____ SOURCE INFORMATION

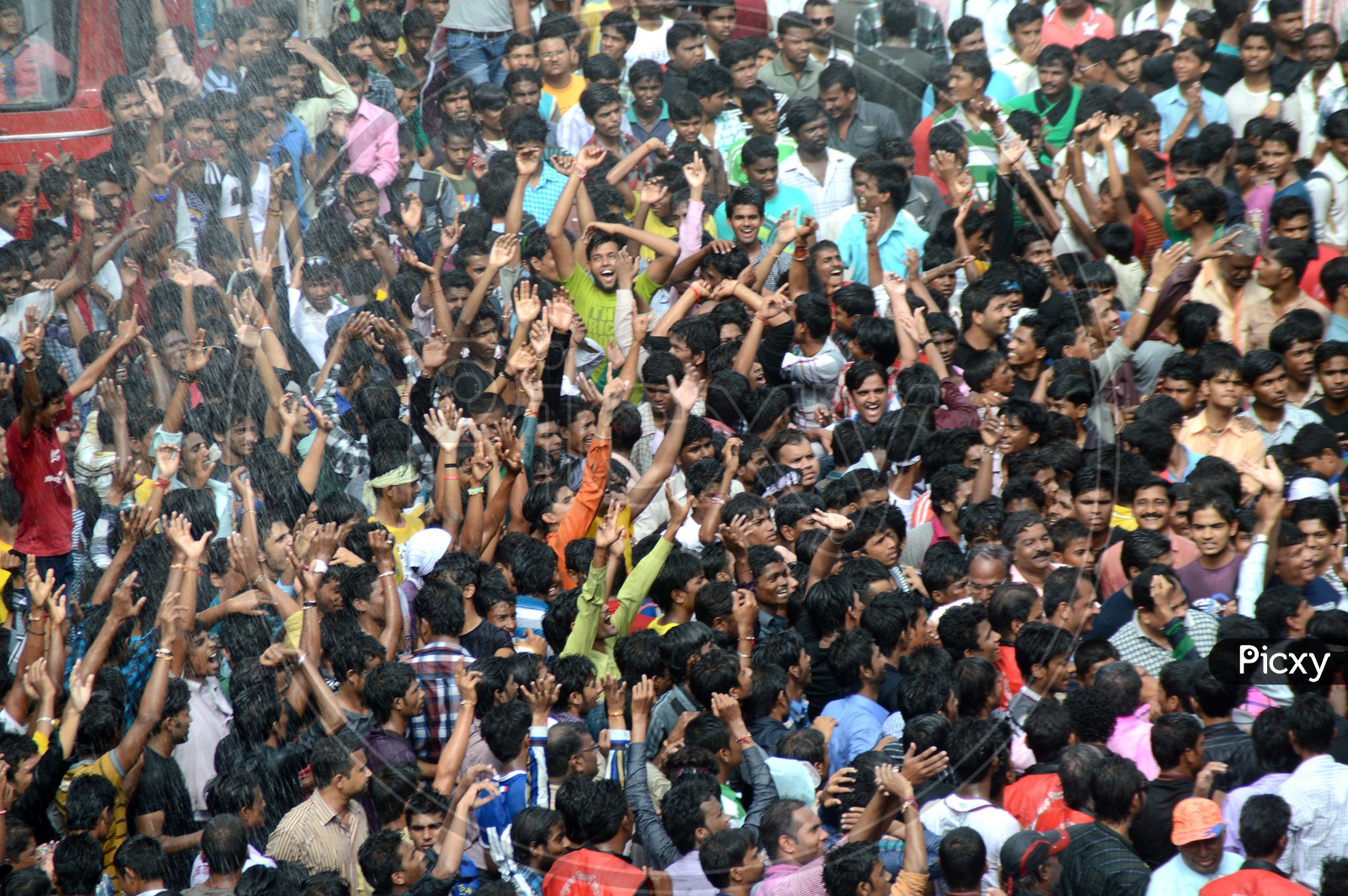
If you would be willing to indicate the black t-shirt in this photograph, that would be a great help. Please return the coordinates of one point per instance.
(163, 790)
(485, 640)
(1150, 830)
(1336, 422)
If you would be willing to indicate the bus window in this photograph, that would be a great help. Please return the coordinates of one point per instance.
(35, 47)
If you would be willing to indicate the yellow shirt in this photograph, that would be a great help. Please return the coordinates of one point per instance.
(660, 630)
(107, 767)
(570, 96)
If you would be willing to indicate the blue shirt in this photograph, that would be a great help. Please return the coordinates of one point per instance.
(539, 201)
(529, 616)
(859, 728)
(1001, 88)
(894, 244)
(296, 141)
(1172, 105)
(786, 199)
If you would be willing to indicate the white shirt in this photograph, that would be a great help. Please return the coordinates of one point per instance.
(573, 131)
(994, 825)
(195, 758)
(1024, 76)
(1318, 794)
(828, 197)
(1177, 879)
(1303, 107)
(650, 45)
(994, 15)
(1244, 105)
(13, 320)
(1145, 19)
(1329, 199)
(310, 325)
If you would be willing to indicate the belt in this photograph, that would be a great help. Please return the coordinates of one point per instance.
(480, 35)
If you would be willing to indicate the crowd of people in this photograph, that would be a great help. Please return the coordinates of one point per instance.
(629, 448)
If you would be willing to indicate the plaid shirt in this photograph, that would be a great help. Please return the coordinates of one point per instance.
(348, 456)
(1099, 862)
(436, 666)
(1318, 794)
(928, 37)
(1136, 647)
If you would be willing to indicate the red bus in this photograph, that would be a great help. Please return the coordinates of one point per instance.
(40, 105)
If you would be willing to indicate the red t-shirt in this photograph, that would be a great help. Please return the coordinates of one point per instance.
(38, 467)
(1030, 797)
(588, 872)
(1311, 280)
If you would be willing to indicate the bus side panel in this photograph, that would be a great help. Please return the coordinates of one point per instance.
(81, 128)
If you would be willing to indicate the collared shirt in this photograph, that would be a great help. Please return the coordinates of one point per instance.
(573, 131)
(541, 200)
(1211, 289)
(1329, 199)
(316, 837)
(829, 195)
(1293, 418)
(310, 325)
(1318, 794)
(777, 76)
(859, 720)
(1270, 783)
(929, 35)
(211, 716)
(994, 824)
(1024, 76)
(1147, 19)
(1258, 318)
(660, 130)
(1172, 107)
(815, 379)
(1132, 739)
(437, 667)
(1177, 879)
(871, 123)
(1233, 444)
(1226, 743)
(372, 148)
(1100, 862)
(894, 244)
(1303, 107)
(1092, 24)
(1136, 647)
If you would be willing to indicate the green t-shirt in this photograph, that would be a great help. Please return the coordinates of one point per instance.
(1035, 101)
(597, 307)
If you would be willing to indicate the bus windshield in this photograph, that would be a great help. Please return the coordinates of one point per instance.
(35, 47)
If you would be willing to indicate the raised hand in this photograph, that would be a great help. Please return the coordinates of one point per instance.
(832, 522)
(197, 355)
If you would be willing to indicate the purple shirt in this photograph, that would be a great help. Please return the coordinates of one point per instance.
(1237, 799)
(1200, 583)
(1132, 739)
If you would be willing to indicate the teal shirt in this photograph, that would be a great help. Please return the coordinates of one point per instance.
(785, 200)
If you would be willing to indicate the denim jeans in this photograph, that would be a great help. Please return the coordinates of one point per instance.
(479, 60)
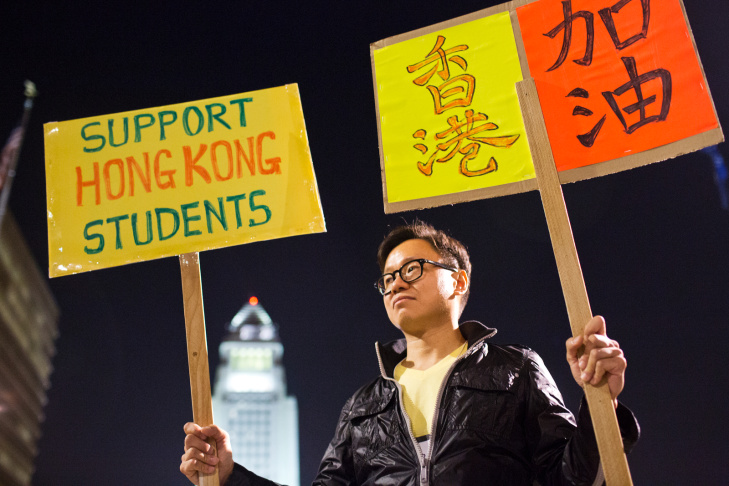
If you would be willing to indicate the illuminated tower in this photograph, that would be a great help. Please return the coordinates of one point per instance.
(250, 400)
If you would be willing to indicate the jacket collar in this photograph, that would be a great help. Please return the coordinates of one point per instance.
(390, 354)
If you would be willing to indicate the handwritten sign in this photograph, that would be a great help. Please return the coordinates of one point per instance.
(619, 81)
(183, 178)
(614, 77)
(450, 118)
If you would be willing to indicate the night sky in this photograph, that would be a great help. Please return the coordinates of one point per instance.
(653, 242)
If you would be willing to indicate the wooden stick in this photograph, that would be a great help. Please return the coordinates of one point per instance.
(197, 351)
(607, 431)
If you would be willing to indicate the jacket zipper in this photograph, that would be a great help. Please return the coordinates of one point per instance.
(425, 462)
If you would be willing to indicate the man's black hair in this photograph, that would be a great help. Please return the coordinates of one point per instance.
(451, 251)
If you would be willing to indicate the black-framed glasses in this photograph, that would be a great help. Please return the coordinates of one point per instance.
(409, 272)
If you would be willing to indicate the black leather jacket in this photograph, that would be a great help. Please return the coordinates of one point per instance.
(500, 420)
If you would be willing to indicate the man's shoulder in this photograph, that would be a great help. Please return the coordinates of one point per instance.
(512, 352)
(370, 398)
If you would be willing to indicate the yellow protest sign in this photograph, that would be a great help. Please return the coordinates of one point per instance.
(450, 119)
(182, 178)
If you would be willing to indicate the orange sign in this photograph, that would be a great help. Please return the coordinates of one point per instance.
(615, 77)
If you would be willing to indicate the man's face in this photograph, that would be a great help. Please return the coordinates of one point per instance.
(427, 301)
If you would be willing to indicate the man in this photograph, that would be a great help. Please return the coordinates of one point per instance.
(450, 408)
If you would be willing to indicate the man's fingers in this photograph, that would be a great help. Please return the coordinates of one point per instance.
(573, 346)
(596, 326)
(601, 360)
(194, 442)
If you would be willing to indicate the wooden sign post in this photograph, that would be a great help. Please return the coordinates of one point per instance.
(197, 351)
(189, 177)
(607, 432)
(499, 102)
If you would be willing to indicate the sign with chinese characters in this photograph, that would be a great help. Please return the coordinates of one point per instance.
(619, 81)
(177, 179)
(450, 119)
(614, 77)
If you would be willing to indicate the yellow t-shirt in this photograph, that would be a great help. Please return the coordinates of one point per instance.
(420, 391)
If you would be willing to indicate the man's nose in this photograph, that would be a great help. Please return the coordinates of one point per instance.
(398, 283)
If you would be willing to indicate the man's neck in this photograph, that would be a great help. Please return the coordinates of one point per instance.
(432, 345)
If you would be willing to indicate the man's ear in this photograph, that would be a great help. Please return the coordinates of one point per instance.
(462, 282)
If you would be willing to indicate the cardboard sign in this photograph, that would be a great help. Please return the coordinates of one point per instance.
(614, 77)
(450, 118)
(183, 178)
(620, 85)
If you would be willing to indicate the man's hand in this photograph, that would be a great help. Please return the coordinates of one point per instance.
(200, 456)
(593, 357)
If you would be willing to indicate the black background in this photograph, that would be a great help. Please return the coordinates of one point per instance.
(652, 241)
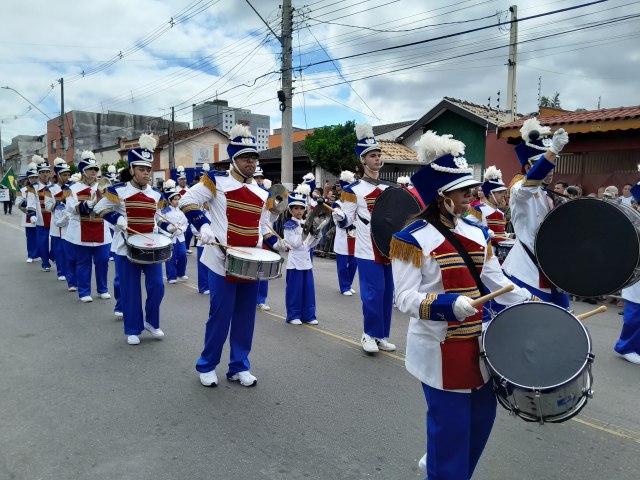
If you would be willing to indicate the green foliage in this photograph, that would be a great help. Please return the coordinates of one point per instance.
(332, 147)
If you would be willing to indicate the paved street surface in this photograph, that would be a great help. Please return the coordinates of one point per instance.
(77, 402)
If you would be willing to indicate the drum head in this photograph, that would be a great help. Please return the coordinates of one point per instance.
(536, 344)
(589, 247)
(390, 213)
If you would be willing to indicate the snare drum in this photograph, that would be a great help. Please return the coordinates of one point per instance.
(148, 248)
(253, 263)
(539, 357)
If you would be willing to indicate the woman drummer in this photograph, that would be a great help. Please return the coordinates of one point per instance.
(435, 287)
(131, 208)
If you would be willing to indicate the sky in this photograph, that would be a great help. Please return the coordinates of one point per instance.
(376, 61)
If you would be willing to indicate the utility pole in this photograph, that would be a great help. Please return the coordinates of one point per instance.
(286, 102)
(513, 55)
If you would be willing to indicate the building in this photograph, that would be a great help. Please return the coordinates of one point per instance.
(100, 132)
(219, 114)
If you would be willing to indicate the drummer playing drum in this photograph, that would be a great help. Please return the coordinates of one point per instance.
(434, 285)
(239, 218)
(132, 207)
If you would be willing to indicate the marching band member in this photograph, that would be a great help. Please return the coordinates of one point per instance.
(37, 212)
(25, 221)
(374, 270)
(90, 236)
(344, 244)
(434, 284)
(176, 266)
(529, 205)
(239, 218)
(300, 296)
(132, 206)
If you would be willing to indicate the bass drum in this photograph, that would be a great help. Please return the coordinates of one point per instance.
(539, 357)
(590, 247)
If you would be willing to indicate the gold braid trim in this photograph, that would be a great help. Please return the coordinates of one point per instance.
(210, 184)
(406, 252)
(348, 197)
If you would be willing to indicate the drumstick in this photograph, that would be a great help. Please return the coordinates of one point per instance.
(478, 302)
(584, 316)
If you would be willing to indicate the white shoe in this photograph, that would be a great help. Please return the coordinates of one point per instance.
(209, 379)
(245, 378)
(156, 332)
(422, 464)
(632, 357)
(385, 345)
(369, 344)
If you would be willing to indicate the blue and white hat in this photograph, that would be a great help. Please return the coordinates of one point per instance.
(366, 141)
(535, 143)
(446, 168)
(492, 181)
(299, 196)
(242, 143)
(87, 160)
(347, 177)
(60, 166)
(143, 155)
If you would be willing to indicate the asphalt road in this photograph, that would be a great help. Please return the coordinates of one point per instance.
(77, 402)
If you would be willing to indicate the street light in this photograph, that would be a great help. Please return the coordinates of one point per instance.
(28, 101)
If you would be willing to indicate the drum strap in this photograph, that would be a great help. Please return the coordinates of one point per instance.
(453, 240)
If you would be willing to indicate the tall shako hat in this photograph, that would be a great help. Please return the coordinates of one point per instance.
(170, 190)
(299, 196)
(242, 143)
(87, 160)
(366, 141)
(446, 168)
(143, 155)
(492, 181)
(535, 142)
(347, 177)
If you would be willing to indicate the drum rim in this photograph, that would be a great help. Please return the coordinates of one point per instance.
(548, 389)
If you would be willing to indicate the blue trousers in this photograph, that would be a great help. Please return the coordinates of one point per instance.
(376, 292)
(176, 266)
(347, 267)
(263, 291)
(57, 246)
(629, 341)
(556, 296)
(43, 245)
(458, 428)
(70, 254)
(232, 313)
(131, 294)
(300, 295)
(203, 273)
(32, 242)
(100, 257)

________

> WHAT THE EXERCISE ASKS
Starting with the line that contains "If you would be willing to indicate the tall", restate every line up to and including the last one above, exactly.

> YOUR SOLUTION
If you would be willing to indicate the tall shako hat in this photograph, that would be a great help. Please return the coordinates of one point per instance.
(170, 190)
(299, 196)
(242, 143)
(87, 160)
(366, 141)
(446, 168)
(143, 155)
(492, 181)
(535, 142)
(347, 177)
If you would be willing to indicate the drum rim in this photograph, that would be a great help. Please return the coordinates of one point per instance.
(548, 389)
If you would be willing to indicate the blue trousers in this photograph, that would be a great help. Please return the coordinates of one point per instance.
(376, 292)
(176, 266)
(347, 267)
(263, 291)
(57, 246)
(629, 341)
(556, 296)
(43, 245)
(458, 428)
(70, 254)
(232, 313)
(131, 294)
(300, 295)
(203, 273)
(32, 242)
(100, 257)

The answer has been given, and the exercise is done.